[start of Data provided]

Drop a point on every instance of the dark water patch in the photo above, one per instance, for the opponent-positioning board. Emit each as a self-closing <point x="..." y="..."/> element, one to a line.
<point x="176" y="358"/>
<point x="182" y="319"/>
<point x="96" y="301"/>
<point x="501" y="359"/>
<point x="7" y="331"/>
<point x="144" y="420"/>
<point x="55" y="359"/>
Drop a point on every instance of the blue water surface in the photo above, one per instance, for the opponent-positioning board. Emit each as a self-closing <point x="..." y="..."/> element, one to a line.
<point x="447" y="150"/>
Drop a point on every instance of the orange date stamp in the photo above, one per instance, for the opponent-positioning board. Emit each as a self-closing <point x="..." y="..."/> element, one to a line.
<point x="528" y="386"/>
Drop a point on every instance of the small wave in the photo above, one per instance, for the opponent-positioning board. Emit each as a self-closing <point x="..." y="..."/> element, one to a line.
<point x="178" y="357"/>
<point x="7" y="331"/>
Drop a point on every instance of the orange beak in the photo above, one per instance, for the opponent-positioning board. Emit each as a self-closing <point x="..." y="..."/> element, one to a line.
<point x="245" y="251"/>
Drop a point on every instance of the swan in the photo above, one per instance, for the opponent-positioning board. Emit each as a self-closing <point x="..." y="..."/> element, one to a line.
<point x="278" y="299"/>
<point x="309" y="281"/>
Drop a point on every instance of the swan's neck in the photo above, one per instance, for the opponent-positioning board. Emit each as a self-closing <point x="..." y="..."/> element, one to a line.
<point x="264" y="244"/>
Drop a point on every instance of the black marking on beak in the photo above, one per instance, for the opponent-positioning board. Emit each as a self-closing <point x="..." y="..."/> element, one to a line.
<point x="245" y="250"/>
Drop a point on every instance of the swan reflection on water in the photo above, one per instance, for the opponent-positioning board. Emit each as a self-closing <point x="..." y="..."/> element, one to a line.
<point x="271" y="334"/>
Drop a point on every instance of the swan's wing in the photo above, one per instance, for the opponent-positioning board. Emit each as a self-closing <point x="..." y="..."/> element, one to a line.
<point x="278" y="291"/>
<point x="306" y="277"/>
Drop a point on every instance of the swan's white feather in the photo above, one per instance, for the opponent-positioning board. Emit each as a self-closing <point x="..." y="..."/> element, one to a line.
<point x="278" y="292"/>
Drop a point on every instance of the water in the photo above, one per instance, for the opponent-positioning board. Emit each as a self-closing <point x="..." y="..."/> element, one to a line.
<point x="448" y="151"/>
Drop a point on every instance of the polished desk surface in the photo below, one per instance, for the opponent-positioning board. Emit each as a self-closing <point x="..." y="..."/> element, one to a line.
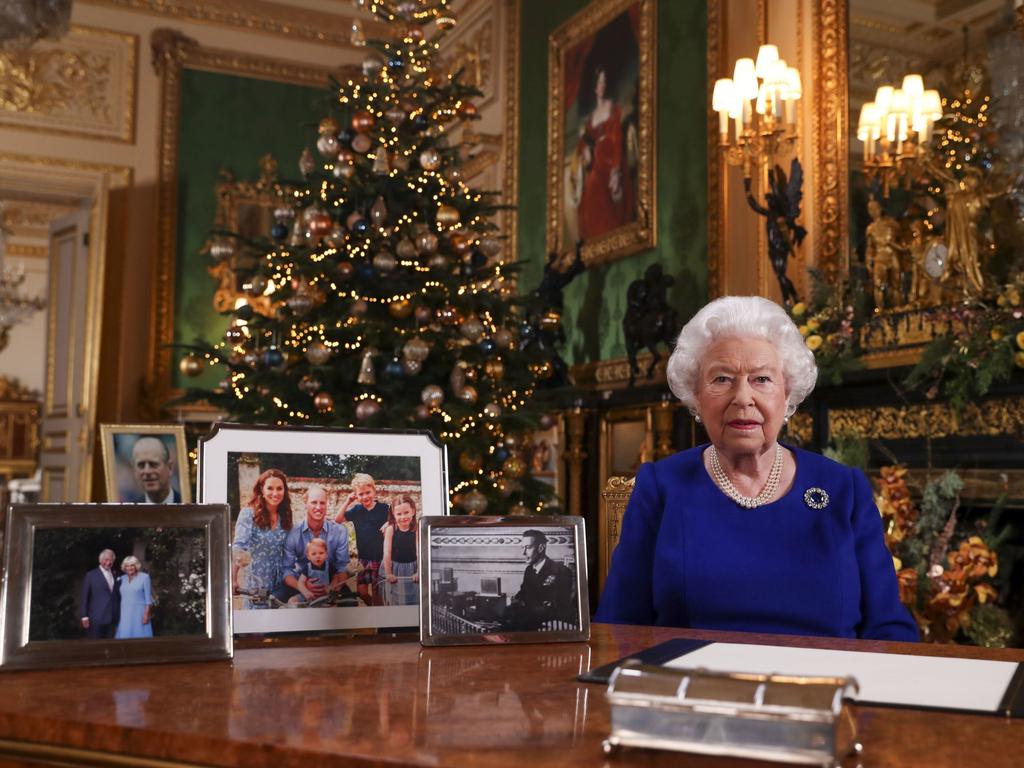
<point x="386" y="700"/>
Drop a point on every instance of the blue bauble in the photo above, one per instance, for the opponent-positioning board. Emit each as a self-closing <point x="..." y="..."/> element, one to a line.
<point x="272" y="357"/>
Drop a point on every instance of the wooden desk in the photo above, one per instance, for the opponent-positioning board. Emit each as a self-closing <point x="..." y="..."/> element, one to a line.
<point x="388" y="701"/>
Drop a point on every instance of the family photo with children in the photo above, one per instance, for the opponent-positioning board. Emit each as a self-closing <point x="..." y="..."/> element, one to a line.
<point x="325" y="532"/>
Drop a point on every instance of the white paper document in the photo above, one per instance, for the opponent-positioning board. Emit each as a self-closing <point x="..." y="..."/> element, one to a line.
<point x="884" y="678"/>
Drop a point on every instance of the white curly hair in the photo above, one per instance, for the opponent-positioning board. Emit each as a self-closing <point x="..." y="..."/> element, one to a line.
<point x="743" y="316"/>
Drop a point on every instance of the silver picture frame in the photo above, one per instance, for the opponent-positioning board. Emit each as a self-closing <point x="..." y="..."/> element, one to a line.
<point x="503" y="580"/>
<point x="87" y="526"/>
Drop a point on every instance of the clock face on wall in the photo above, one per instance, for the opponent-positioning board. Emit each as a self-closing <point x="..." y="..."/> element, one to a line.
<point x="936" y="259"/>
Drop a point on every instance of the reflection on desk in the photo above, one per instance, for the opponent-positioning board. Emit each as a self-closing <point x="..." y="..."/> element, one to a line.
<point x="375" y="700"/>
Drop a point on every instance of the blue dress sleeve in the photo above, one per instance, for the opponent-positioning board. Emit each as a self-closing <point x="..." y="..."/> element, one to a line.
<point x="243" y="530"/>
<point x="628" y="596"/>
<point x="883" y="616"/>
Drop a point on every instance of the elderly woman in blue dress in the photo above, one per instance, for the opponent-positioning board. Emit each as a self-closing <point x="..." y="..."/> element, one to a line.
<point x="259" y="536"/>
<point x="136" y="601"/>
<point x="744" y="534"/>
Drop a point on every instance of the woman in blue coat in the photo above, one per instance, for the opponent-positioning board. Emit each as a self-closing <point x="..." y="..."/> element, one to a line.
<point x="744" y="534"/>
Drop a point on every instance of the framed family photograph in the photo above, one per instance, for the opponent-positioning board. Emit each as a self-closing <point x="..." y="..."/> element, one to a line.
<point x="503" y="580"/>
<point x="102" y="584"/>
<point x="145" y="463"/>
<point x="601" y="181"/>
<point x="324" y="521"/>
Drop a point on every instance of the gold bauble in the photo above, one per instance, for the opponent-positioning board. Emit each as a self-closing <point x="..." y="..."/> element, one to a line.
<point x="448" y="215"/>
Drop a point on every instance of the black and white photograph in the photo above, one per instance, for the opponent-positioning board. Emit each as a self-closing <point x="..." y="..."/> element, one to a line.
<point x="504" y="580"/>
<point x="326" y="537"/>
<point x="94" y="574"/>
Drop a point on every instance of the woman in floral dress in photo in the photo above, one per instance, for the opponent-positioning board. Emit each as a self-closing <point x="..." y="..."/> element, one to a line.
<point x="260" y="530"/>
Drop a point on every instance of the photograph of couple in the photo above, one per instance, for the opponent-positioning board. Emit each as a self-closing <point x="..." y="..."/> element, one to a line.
<point x="324" y="530"/>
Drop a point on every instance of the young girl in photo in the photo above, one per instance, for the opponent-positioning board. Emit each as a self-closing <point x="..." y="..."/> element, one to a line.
<point x="400" y="545"/>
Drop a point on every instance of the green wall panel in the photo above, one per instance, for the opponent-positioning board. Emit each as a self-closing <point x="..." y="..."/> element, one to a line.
<point x="595" y="302"/>
<point x="227" y="122"/>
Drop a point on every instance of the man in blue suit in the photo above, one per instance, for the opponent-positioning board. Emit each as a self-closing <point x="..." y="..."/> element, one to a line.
<point x="100" y="599"/>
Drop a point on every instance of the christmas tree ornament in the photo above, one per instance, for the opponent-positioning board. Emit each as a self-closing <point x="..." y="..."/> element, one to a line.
<point x="471" y="328"/>
<point x="430" y="159"/>
<point x="448" y="215"/>
<point x="489" y="246"/>
<point x="367" y="410"/>
<point x="363" y="121"/>
<point x="306" y="162"/>
<point x="367" y="375"/>
<point x="514" y="466"/>
<point x="327" y="144"/>
<point x="474" y="503"/>
<point x="361" y="143"/>
<point x="432" y="395"/>
<point x="317" y="352"/>
<point x="400" y="308"/>
<point x="495" y="369"/>
<point x="310" y="384"/>
<point x="192" y="365"/>
<point x="328" y="127"/>
<point x="378" y="212"/>
<point x="372" y="67"/>
<point x="406" y="249"/>
<point x="416" y="349"/>
<point x="426" y="243"/>
<point x="384" y="262"/>
<point x="470" y="461"/>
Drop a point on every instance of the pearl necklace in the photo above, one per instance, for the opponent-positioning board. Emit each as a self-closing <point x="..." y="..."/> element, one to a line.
<point x="750" y="502"/>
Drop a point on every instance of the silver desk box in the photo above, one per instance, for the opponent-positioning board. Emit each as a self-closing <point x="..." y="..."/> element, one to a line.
<point x="769" y="717"/>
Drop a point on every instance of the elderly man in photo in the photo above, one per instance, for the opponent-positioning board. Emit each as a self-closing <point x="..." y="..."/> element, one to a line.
<point x="316" y="525"/>
<point x="154" y="467"/>
<point x="99" y="599"/>
<point x="547" y="588"/>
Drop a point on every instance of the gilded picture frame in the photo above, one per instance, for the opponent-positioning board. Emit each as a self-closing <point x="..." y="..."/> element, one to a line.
<point x="601" y="171"/>
<point x="131" y="471"/>
<point x="51" y="552"/>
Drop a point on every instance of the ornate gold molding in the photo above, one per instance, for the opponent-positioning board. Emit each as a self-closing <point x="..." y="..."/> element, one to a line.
<point x="83" y="85"/>
<point x="255" y="15"/>
<point x="992" y="417"/>
<point x="173" y="52"/>
<point x="830" y="138"/>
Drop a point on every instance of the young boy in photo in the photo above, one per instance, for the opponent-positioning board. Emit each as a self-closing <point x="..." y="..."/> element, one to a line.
<point x="368" y="517"/>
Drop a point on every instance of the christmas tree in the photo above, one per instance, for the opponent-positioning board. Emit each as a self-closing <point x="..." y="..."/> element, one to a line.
<point x="380" y="297"/>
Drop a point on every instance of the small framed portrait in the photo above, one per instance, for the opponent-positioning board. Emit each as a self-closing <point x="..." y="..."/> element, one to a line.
<point x="503" y="580"/>
<point x="100" y="584"/>
<point x="601" y="185"/>
<point x="145" y="463"/>
<point x="325" y="531"/>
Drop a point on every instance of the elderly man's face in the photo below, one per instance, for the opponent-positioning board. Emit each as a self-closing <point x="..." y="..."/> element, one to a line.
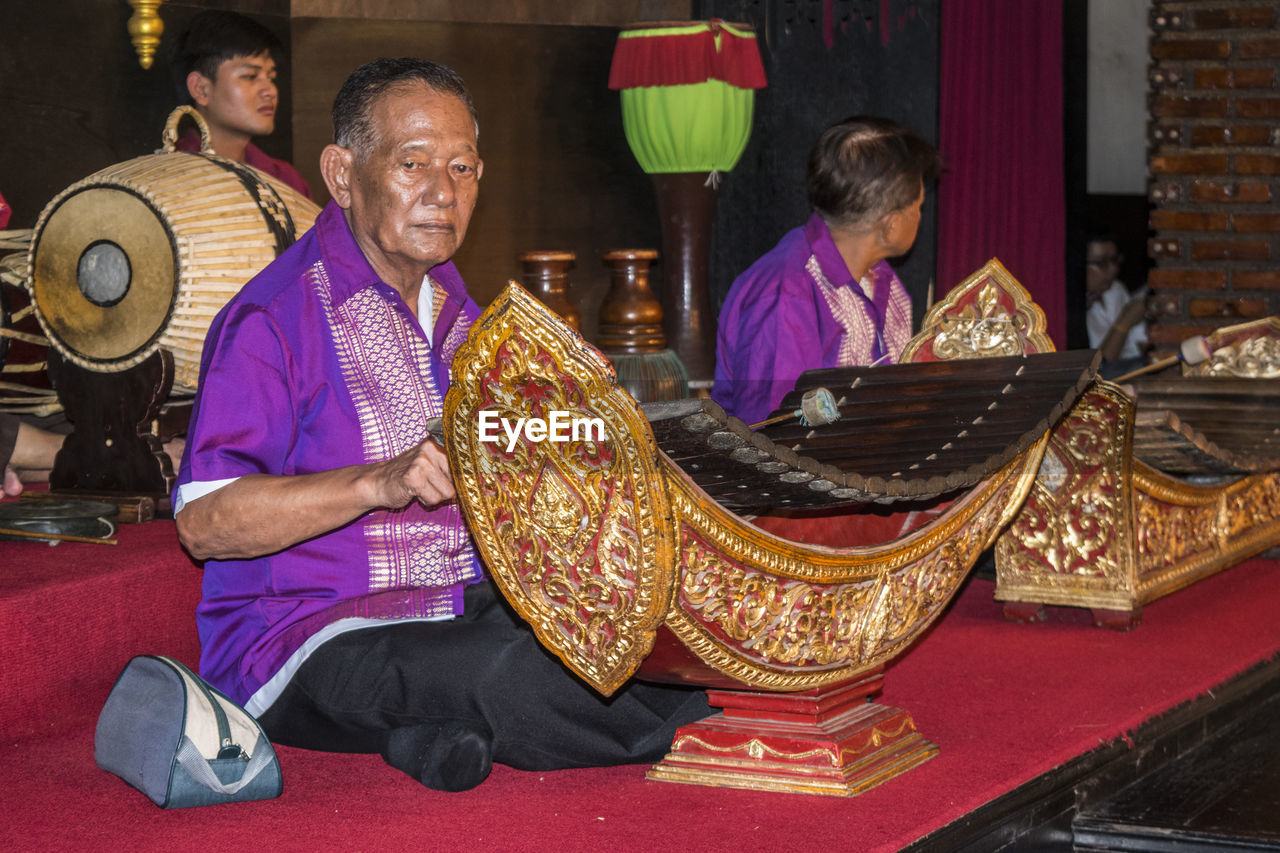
<point x="412" y="199"/>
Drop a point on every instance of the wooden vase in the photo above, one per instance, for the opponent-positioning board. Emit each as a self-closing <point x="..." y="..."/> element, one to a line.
<point x="630" y="331"/>
<point x="686" y="208"/>
<point x="545" y="276"/>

[end of Data provided]

Please retype, exactly and with the pictures left out, the lines from the line containing "Drop a point on every instance of the young boy" through the last line of the records above.

• The output
Drop a point on every instance of the young boy in photo in the photo above, one per instance, for the opponent-positioning board. Emit each as a self-closing <point x="..." y="..."/> element, one to a line.
<point x="368" y="517"/>
Drop a point on every instance of the christmas tree in the photo above, one per instance, for the opponent-positioning board. Emit each as a self-closing <point x="..." y="..."/> element, one to a line.
<point x="380" y="297"/>
Drop a point on every instance of the small framed portrait in the photo above, one per instance, for the opponent-positioning board. Emit each as a self-closing <point x="..." y="..."/> element, one to a line.
<point x="503" y="580"/>
<point x="100" y="584"/>
<point x="601" y="185"/>
<point x="145" y="463"/>
<point x="325" y="531"/>
Drop a point on every instance of the elderly man's face in the photo below, one per instance, for the opponent-positioning board. Emit each as a self-closing <point x="..." y="..."/> element, one to a line.
<point x="412" y="199"/>
Drop a point on every instance of the wooden vase in the photo above, one per instance, for the opponent-positioning board. Emit each as a self-closing <point x="..." y="..."/> element, one to a line.
<point x="630" y="331"/>
<point x="686" y="208"/>
<point x="545" y="276"/>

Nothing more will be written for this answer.